**What you should do**: Copy word for word, please, the lines of the entries below running from the one containing "Exercise. Point out the police officer in" to the one containing "Exercise. Point out the building", both ends included.

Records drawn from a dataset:

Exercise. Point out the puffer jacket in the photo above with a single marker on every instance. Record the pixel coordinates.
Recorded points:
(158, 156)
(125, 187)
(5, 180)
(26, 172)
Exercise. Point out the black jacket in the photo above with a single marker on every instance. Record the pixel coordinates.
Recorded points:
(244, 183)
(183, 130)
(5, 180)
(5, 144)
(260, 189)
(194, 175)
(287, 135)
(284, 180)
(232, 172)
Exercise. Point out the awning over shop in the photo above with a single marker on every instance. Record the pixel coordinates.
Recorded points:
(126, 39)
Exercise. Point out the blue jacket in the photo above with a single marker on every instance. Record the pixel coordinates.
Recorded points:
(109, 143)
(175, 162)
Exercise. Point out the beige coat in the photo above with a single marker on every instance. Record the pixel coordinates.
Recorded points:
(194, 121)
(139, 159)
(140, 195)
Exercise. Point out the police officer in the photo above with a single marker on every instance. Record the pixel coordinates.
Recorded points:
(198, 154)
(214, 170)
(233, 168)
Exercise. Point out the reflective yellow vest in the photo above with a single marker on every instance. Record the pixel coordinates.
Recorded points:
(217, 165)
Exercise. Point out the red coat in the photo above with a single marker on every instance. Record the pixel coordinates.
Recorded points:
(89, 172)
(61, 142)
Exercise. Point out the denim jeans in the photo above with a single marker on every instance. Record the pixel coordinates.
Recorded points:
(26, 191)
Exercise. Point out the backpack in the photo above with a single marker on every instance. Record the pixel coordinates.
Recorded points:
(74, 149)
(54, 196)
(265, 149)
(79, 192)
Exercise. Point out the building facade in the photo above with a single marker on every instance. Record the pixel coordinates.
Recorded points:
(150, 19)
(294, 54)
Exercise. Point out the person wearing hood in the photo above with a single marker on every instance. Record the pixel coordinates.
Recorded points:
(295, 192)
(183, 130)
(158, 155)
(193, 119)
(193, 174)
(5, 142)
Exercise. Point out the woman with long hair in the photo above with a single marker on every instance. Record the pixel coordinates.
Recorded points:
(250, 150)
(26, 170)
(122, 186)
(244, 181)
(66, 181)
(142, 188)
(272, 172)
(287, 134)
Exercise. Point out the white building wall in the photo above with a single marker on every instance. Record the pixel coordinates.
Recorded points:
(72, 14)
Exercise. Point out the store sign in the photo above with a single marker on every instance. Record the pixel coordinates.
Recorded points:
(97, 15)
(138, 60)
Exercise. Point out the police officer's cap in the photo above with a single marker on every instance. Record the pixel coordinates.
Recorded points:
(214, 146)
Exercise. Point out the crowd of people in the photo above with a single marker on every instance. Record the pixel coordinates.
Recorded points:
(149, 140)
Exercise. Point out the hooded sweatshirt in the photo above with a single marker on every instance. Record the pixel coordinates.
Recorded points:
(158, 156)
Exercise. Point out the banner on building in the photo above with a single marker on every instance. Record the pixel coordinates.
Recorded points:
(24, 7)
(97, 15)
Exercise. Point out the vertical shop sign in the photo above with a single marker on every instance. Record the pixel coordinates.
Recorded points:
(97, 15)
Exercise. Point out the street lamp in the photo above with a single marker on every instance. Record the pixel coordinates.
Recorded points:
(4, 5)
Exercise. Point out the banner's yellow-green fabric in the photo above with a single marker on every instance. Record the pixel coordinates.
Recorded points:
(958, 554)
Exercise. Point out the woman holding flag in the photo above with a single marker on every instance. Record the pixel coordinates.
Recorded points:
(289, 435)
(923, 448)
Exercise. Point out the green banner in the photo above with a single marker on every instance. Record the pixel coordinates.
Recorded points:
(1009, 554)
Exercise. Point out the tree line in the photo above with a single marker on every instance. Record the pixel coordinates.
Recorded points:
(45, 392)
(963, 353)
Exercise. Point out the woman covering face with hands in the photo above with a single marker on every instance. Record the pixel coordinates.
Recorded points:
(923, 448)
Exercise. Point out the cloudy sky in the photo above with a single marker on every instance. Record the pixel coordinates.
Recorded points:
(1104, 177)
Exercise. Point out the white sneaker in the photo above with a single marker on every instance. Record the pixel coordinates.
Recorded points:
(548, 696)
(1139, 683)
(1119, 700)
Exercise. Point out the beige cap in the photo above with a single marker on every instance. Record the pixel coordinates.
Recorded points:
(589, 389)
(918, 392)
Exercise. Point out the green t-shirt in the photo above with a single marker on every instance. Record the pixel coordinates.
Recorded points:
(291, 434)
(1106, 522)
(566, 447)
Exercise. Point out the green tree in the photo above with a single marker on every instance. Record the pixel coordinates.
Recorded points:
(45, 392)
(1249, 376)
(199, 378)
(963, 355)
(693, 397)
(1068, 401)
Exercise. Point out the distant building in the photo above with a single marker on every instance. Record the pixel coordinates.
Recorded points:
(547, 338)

**Result for this task**:
Exercise. Point out the police officer in the photo above with a single marker on every instance. Record the pixel coordinates.
Recorded points:
(198, 154)
(214, 170)
(233, 168)
Exercise. Point out the reflective yellow vest in the photo above with a single marker on every instance. Record the pixel coordinates.
Recorded points:
(217, 165)
Exercise. Point out the red coat in the photo above with a single marker on every instance. Record the pixel coordinates.
Recorded points:
(89, 172)
(61, 142)
Exercise. Point out the denim jeans in the photo above with a single marker on every instance. Record the pixel coordinates.
Recorded points:
(26, 191)
Exercise. Point out the backpack in the photo above with a single marker on every instance. Record the pixel coordinates.
Recorded points:
(74, 149)
(54, 196)
(265, 149)
(79, 192)
Exercise. Point out the building facade in the photo above with a single marker on every instance. Record the pixel coordinates.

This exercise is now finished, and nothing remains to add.